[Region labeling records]
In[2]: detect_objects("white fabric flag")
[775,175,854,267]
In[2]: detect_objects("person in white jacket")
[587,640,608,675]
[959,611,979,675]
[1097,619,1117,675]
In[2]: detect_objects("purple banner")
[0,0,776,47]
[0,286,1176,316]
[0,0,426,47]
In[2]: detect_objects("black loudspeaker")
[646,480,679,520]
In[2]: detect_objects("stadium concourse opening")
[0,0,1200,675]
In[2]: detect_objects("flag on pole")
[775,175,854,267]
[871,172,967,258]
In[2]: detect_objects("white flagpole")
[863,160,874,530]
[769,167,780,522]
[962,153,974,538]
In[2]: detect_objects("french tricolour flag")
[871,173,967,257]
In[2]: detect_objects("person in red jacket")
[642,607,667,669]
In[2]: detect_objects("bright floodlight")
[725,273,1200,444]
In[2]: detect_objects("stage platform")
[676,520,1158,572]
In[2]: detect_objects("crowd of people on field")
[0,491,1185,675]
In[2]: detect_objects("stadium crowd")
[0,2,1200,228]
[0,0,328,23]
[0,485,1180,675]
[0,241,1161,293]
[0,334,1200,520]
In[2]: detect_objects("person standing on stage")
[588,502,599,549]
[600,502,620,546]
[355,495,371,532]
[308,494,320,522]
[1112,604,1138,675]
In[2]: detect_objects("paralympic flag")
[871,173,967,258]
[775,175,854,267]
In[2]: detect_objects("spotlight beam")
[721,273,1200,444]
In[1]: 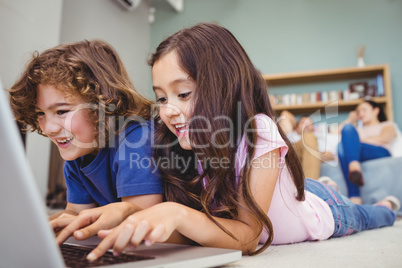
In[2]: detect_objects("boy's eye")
[179,92,191,99]
[56,110,70,115]
[156,97,167,104]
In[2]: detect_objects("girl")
[338,100,400,204]
[88,24,395,260]
[10,40,163,243]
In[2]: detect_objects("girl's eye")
[179,92,191,99]
[56,110,70,115]
[156,97,167,104]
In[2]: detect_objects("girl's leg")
[338,124,391,201]
[306,179,396,237]
[338,141,360,197]
[338,124,361,197]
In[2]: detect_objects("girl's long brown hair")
[9,40,151,146]
[149,23,304,255]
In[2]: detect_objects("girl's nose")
[163,104,181,117]
[39,119,62,136]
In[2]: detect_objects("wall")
[151,0,402,128]
[0,0,62,197]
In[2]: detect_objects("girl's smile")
[36,84,96,160]
[152,51,196,150]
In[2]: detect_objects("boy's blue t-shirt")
[64,121,163,206]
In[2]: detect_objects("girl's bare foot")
[348,161,364,186]
[374,195,401,211]
[349,196,363,205]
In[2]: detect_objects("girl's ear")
[374,107,380,117]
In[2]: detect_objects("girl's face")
[152,51,196,150]
[36,84,97,160]
[356,102,379,125]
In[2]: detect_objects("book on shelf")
[271,74,385,106]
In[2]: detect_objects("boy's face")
[36,84,97,160]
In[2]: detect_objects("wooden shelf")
[263,65,387,86]
[263,64,394,120]
[273,97,387,114]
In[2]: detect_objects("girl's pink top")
[236,114,335,244]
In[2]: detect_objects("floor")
[224,217,402,268]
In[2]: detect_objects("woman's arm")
[361,125,396,146]
[88,149,279,260]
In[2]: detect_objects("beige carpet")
[225,217,402,268]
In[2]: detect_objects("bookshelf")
[263,64,394,121]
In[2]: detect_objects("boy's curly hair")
[9,40,152,145]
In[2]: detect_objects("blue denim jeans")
[305,179,396,237]
[338,124,391,196]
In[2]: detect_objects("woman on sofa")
[338,100,400,204]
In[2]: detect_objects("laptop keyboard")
[60,244,154,268]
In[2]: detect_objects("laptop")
[0,84,241,268]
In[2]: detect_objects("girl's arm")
[49,203,95,221]
[88,149,279,260]
[361,125,396,146]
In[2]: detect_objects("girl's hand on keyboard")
[87,202,184,261]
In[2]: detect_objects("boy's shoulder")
[116,120,154,145]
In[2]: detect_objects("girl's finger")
[98,228,115,239]
[87,228,118,261]
[131,220,151,247]
[145,224,166,246]
[50,217,74,229]
[113,222,137,256]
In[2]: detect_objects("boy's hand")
[87,202,183,261]
[50,202,141,245]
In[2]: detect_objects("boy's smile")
[36,84,96,160]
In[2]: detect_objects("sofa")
[320,157,402,216]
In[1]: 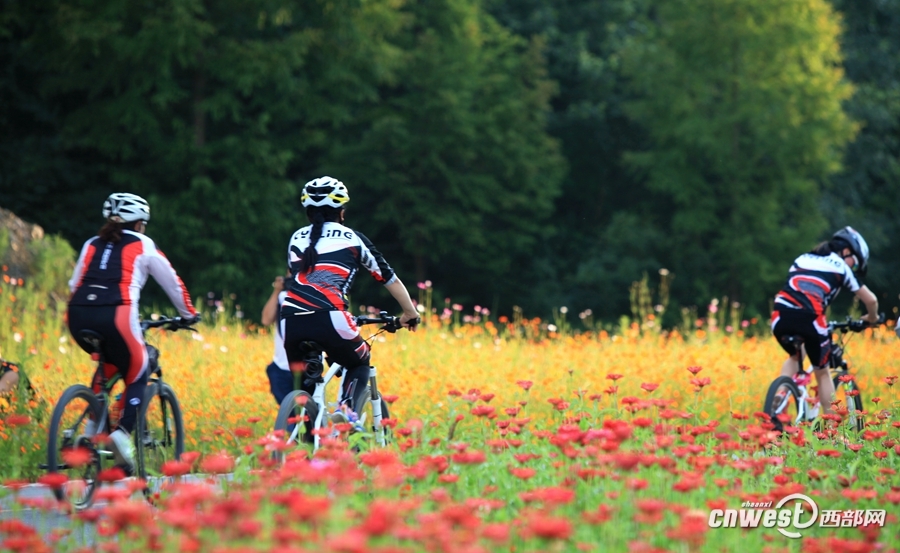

§ To do: Recast every line of the listing above as a JSON list of strings, one string per line, with blank lines and the pictures left out.

§ Answer in full:
[
  "In[2]: detect_objects(\"white fabric flag\")",
  "[775,175,854,267]",
  "In[2]: detect_objects(\"person in white jacket\")",
  "[587,640,608,675]",
  "[959,611,979,675]",
  "[1097,619,1117,675]",
  "In[2]: detect_objects(\"purple banner\")",
  "[0,0,776,47]",
  "[0,286,1176,316]",
  "[0,0,426,47]",
  "In[2]: detect_objects(\"black loudspeaker\")",
  "[646,480,679,520]",
  "In[2]: detect_objects(\"stadium concourse opening\")",
  "[0,0,1200,675]",
  "In[2]: detect_objects(\"flag on pole\")",
  "[775,175,854,267]",
  "[871,172,967,258]",
  "In[2]: detect_objects(\"white flagpole\")",
  "[863,160,874,530]",
  "[769,167,780,522]",
  "[962,153,974,538]",
  "In[2]: detect_objects(\"french tricolour flag\")",
  "[871,173,967,257]",
  "In[2]: detect_objects(\"person in red jacket\")",
  "[642,607,667,669]",
  "In[2]: detect_objects(\"bright floodlight\")",
  "[725,273,1200,444]",
  "In[2]: detect_objects(\"stage platform\")",
  "[676,520,1158,572]",
  "In[2]: detect_objects(\"crowd of people on field\")",
  "[0,491,1185,675]",
  "In[2]: detect_objects(\"stadium crowd\")",
  "[0,2,1200,228]",
  "[0,0,328,23]",
  "[0,485,1180,675]",
  "[0,241,1161,293]",
  "[0,334,1200,520]",
  "In[2]: detect_objects(\"person standing on stage\")",
  "[588,502,599,549]",
  "[600,502,620,546]",
  "[355,495,371,532]",
  "[308,494,320,522]",
  "[1112,604,1138,675]",
  "In[2]: detect_objects(\"paralympic flag\")",
  "[871,173,967,258]",
  "[775,175,854,267]",
  "In[2]: detect_objects(\"spotlight beam\")",
  "[721,273,1200,444]",
  "In[1]: ",
  "In[2]: detect_objects(\"boy's eye\")",
  "[179,92,191,99]",
  "[56,110,70,115]",
  "[156,97,167,104]",
  "In[2]: detect_objects(\"girl\")",
  "[338,100,400,204]",
  "[88,24,395,260]",
  "[10,40,163,243]",
  "In[2]: detect_objects(\"girl's eye\")",
  "[179,92,191,99]",
  "[56,110,70,115]",
  "[156,97,167,104]",
  "In[2]: detect_objects(\"girl's leg\")",
  "[338,124,391,201]",
  "[306,179,396,237]",
  "[338,141,360,197]",
  "[338,124,361,197]",
  "In[2]: detect_objects(\"girl's long brown hair\")",
  "[9,40,151,146]",
  "[149,23,304,255]",
  "In[2]: detect_objects(\"girl's nose\")",
  "[163,104,181,117]",
  "[39,119,62,136]",
  "In[2]: detect_objects(\"wall\")",
  "[151,0,402,128]",
  "[0,0,62,197]",
  "In[2]: detect_objects(\"girl's smile\")",
  "[36,84,96,160]",
  "[152,51,196,150]",
  "In[2]: detect_objects(\"boy's blue t-shirt\")",
  "[64,121,163,206]",
  "In[2]: detect_objects(\"girl's bare foot\")",
  "[348,161,364,186]",
  "[374,195,401,211]",
  "[349,196,363,205]",
  "In[2]: detect_objects(\"girl's ear\")",
  "[374,107,380,117]",
  "In[2]: detect_objects(\"girl's face\")",
  "[152,51,196,150]",
  "[36,84,97,160]",
  "[356,102,379,125]",
  "In[2]: detect_objects(\"book on shelf\")",
  "[271,74,385,106]",
  "In[2]: detect_objects(\"boy's face\")",
  "[36,84,97,160]",
  "In[2]: detect_objects(\"wooden shelf\")",
  "[263,65,387,86]",
  "[263,64,394,120]",
  "[273,97,387,114]",
  "In[2]: detect_objects(\"girl's pink top\")",
  "[236,114,335,244]",
  "In[2]: detect_objects(\"floor\")",
  "[224,217,402,268]",
  "In[2]: detect_objects(\"woman's arm\")",
  "[361,125,396,146]",
  "[88,149,279,260]",
  "In[2]: detect_objects(\"beige carpet\")",
  "[225,217,402,268]",
  "In[2]: detect_objects(\"bookshelf\")",
  "[263,64,394,121]",
  "In[2]: detect_objects(\"boy's curly hair\")",
  "[9,40,152,145]",
  "In[2]: detect_objects(\"blue denim jeans\")",
  "[305,179,396,237]",
  "[338,124,391,196]",
  "In[2]: detect_objects(\"woman on sofa\")",
  "[338,100,400,204]",
  "In[2]: detect_objects(\"laptop keyboard\")",
  "[60,244,154,268]",
  "In[2]: detect_objects(\"laptop\")",
  "[0,84,241,268]",
  "In[2]: detect_objects(\"girl's arm\")",
  "[49,203,95,221]",
  "[88,149,279,260]",
  "[361,125,396,146]",
  "In[2]: detect_objects(\"girl's hand on keyboard\")",
  "[87,202,184,261]",
  "In[2]: detect_objects(\"boy's shoulder\")",
  "[116,120,154,145]",
  "In[2]: detect_objects(\"girl's finger\")",
  "[98,228,115,239]",
  "[87,228,118,261]",
  "[131,220,151,247]",
  "[145,224,166,246]",
  "[50,217,74,229]",
  "[113,222,137,256]",
  "In[2]: detect_objects(\"boy's hand\")",
  "[87,202,183,261]",
  "[50,202,141,245]",
  "In[2]: detect_objects(\"boy's smile\")",
  "[36,84,96,160]",
  "In[2]: detect_objects(\"sofa\")",
  "[320,157,402,216]",
  "In[1]: "
]